*DESAFIO A*: Reproduza fielmente o trecho do texto sobre ética que vai de "Escrevo por aqui" a "ele tinha razão.".

*TRECHO CITADO*:

——

Palavrinha curta, três sílabas. Parente da coerência e da honestidade, inimiga do individualismo e da hipocrisia. Deveria permear o comportamento de todos, sempre. Já a falta de ética está tão presente que muitas vezes não nos damos conta do seu poder de destruição. O caminho correto pode ser às vezes o mais difícil; com um jeitinho, rapidamente o problema é resolvido e seguimos com a vida.
Escrevo por aqui o que aprendo de construtivo com uma cultura tão diferente da minha. O Japão é perfeito? É lógico que não. Tenho muitas críticas, mas as guardo para mim. Não acho ético um estrangeiro falar mal de um país que não é o seu. Outro dia um inglês fez uma piada sobre o Rio envolvendo a violência nas praias. Ele não sabia que eu era brasileira e carioca. Fiquei irritadíssima, mesmo sabendo que ele tinha razão.
Violência aqui não tem. Mas discordo de muitos aspectos da sociedade japonesa. Se publicasse algumas das histórias no mínimo esquisitas que presencio aqui, poderia até ganhar muitos cliques, mas o que isso acrescentaria para os meus leitores brasileiros? Prefiro repetir e aprofundar exaustivamente a regra de comportamento que mais me maravilha aqui: em ambientes públicos, o bem estar coletivo é mais importante do que o individual.

——

Linhas de origem
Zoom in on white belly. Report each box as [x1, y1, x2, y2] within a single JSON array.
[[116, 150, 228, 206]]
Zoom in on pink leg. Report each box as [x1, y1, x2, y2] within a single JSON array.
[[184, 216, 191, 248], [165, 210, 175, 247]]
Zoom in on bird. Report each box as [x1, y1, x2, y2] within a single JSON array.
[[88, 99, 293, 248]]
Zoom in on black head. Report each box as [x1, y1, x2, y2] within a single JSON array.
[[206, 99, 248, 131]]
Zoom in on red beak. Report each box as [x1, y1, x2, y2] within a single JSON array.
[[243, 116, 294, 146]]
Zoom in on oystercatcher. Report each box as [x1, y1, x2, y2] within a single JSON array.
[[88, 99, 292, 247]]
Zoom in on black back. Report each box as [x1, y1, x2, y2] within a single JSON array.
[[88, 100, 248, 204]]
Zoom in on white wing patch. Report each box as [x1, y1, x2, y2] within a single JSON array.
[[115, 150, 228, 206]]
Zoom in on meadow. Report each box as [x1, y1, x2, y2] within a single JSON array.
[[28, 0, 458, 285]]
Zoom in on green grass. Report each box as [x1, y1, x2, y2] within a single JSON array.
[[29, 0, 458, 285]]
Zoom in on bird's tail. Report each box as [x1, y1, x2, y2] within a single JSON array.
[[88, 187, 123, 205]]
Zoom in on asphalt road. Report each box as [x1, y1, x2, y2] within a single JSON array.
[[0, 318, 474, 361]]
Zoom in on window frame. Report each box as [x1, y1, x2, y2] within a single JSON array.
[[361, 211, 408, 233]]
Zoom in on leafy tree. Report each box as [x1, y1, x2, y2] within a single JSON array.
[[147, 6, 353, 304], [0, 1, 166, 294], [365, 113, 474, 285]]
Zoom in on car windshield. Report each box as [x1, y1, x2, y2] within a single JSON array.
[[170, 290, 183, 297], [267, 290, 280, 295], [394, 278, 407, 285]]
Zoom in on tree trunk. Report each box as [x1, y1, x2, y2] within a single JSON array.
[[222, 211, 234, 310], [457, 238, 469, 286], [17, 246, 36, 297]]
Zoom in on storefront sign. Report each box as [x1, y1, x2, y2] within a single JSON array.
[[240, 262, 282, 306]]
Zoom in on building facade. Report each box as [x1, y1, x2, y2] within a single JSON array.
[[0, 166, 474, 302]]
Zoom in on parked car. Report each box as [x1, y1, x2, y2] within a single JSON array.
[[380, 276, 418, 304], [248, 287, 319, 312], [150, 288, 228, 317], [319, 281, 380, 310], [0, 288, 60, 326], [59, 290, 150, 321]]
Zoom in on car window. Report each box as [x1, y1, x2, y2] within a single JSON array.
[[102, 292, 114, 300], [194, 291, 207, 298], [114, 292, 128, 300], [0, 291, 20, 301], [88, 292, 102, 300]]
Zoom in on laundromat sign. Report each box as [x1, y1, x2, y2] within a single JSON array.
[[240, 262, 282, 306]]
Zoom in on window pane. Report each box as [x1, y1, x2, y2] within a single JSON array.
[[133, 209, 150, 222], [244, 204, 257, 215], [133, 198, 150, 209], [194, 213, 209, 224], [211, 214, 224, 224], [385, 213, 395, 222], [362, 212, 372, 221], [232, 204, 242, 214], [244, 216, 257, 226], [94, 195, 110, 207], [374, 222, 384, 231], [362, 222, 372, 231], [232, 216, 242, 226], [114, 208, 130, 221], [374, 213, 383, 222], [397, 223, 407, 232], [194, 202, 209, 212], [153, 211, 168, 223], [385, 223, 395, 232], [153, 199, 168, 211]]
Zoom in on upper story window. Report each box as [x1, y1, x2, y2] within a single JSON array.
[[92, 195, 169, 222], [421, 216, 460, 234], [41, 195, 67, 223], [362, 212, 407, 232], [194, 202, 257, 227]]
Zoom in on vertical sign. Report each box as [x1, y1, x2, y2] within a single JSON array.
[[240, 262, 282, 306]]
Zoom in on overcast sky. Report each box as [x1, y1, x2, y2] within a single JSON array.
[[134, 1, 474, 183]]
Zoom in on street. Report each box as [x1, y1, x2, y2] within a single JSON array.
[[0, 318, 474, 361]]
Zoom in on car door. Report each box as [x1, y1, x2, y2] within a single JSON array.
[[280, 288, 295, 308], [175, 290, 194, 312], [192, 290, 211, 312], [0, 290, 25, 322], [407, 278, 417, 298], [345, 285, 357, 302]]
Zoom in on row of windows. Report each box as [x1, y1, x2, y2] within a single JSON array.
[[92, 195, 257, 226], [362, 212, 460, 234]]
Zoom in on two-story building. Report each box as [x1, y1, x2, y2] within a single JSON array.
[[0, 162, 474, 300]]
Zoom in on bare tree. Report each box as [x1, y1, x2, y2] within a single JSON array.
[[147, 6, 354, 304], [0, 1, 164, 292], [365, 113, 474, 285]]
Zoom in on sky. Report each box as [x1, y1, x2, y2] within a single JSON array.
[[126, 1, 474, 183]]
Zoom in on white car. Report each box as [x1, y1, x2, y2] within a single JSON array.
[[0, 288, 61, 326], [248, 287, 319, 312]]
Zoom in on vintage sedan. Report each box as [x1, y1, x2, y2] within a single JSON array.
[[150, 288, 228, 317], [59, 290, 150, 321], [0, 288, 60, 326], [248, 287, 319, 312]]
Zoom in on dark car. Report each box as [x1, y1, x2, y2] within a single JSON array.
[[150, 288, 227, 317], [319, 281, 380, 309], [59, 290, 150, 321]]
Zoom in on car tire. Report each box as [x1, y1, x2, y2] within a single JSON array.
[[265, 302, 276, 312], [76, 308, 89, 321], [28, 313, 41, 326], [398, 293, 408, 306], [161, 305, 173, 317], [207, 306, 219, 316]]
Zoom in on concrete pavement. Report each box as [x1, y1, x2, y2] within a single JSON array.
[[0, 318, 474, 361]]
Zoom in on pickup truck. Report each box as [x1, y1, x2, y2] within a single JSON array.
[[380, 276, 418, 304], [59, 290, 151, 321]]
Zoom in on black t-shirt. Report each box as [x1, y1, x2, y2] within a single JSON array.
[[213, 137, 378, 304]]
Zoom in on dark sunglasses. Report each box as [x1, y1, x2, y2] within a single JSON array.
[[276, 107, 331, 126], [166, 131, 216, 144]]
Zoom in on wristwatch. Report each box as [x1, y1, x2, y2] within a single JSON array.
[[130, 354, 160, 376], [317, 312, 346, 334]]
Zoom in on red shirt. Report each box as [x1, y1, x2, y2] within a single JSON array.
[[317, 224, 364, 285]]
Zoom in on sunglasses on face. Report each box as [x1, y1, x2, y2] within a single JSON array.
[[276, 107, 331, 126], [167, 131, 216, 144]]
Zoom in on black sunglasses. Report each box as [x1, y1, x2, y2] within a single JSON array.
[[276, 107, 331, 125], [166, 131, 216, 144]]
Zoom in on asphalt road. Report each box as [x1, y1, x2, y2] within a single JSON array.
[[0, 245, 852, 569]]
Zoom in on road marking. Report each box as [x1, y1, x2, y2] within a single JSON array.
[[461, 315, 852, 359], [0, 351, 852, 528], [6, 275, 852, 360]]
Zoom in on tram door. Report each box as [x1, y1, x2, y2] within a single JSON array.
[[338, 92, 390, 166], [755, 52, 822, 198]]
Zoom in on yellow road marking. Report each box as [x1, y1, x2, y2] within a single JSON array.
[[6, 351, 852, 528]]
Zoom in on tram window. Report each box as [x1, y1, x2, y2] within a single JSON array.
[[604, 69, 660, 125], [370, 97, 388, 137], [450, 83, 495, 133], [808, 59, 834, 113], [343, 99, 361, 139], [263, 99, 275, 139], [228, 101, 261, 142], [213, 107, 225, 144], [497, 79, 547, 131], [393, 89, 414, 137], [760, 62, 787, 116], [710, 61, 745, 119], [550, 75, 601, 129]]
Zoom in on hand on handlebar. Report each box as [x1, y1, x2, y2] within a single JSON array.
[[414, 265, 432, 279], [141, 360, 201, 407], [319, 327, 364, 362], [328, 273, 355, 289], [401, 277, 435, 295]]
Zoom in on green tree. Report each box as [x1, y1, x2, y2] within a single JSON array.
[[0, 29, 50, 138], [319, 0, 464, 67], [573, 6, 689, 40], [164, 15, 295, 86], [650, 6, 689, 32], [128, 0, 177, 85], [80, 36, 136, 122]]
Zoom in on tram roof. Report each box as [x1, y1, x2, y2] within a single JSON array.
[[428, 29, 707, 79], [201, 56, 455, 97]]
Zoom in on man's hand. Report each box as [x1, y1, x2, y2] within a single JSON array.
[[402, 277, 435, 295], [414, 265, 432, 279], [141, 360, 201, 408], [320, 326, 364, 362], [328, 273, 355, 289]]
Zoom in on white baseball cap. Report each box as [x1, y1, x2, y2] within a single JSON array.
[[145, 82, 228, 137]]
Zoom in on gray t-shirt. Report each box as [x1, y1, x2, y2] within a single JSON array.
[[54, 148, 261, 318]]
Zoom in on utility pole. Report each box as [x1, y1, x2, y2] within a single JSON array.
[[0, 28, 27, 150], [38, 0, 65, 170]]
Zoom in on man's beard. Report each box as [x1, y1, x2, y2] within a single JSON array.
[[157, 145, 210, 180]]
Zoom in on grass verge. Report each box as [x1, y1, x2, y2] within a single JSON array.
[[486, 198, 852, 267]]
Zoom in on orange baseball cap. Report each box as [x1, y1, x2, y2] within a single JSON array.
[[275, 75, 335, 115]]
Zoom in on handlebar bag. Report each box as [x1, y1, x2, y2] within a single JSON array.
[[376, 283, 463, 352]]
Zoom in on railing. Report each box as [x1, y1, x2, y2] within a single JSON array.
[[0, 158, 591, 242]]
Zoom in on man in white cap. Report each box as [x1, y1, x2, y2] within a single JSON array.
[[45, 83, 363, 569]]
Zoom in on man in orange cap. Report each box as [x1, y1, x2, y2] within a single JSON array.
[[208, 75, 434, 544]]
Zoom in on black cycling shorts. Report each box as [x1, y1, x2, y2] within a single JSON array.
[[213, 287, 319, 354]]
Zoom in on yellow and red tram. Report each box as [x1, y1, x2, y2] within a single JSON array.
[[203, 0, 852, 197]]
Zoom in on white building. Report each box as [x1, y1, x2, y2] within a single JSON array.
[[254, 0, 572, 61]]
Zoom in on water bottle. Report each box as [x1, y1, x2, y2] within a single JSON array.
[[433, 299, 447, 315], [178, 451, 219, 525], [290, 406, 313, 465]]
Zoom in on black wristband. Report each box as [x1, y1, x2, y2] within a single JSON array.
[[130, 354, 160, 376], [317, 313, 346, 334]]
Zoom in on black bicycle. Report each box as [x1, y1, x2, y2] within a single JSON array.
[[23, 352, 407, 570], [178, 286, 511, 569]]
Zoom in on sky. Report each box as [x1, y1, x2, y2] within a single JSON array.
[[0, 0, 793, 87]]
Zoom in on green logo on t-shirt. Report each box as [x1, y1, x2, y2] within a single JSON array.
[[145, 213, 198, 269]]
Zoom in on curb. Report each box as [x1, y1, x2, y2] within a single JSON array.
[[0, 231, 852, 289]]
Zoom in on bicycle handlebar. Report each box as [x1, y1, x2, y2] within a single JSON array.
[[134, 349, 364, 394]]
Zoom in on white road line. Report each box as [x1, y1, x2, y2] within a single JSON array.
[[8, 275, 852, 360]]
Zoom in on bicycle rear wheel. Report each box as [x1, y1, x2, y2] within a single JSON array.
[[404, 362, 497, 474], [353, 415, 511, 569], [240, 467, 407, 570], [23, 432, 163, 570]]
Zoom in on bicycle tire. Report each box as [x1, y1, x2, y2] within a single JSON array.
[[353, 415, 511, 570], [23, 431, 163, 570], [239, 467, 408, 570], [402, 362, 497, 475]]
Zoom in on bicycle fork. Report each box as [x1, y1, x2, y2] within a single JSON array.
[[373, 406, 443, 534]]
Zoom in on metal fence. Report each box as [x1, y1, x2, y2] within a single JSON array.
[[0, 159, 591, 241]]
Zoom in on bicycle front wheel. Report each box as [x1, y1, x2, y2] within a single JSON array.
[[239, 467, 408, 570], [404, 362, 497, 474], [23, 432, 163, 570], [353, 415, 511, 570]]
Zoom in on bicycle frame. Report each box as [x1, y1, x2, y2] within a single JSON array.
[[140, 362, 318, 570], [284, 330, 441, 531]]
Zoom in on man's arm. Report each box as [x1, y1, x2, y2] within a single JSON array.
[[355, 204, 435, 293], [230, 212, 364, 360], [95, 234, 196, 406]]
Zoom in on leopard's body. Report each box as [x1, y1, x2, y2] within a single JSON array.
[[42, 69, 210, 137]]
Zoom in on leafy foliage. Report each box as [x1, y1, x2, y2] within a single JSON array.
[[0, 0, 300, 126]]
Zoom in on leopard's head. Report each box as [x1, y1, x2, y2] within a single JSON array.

——

*DESAFIO B*: Atualize o trecho das linhas de dados que vai da linha com "Zoom in on red beak." à linha com "[[88, 100, 248, 204]]", trocando "oystercatcher" por "shorebird" e mantendo todo o resto inalterado. Devolva apenas esse trecho.

*RESOLUÇÃO DETALHADA A*:
Escrevo por aqui o que aprendo de construtivo com uma cultura tão diferente da minha. O Japão é perfeito? É lógico que não. Tenho muitas críticas, mas as guardo para mim. Não acho ético um estrangeiro falar mal de um país que não é o seu. Outro dia um inglês fez uma piada sobre o Rio envolvendo a violência nas praias. Ele não sabia que eu era brasileira e carioca. Fiquei irritadíssima, mesmo sabendo que ele tinha razão.

*RESOLUÇÃO DETALHADA B*:
Zoom in on red beak. Report each box as [x1, y1, x2, y2] within a single JSON array.
[[243, 116, 294, 146]]
Zoom in on shorebird. Report each box as [x1, y1, x2, y2] within a single JSON array.
[[88, 99, 292, 247]]
Zoom in on black back. Report each box as [x1, y1, x2, y2] within a single JSON array.
[[88, 100, 248, 204]]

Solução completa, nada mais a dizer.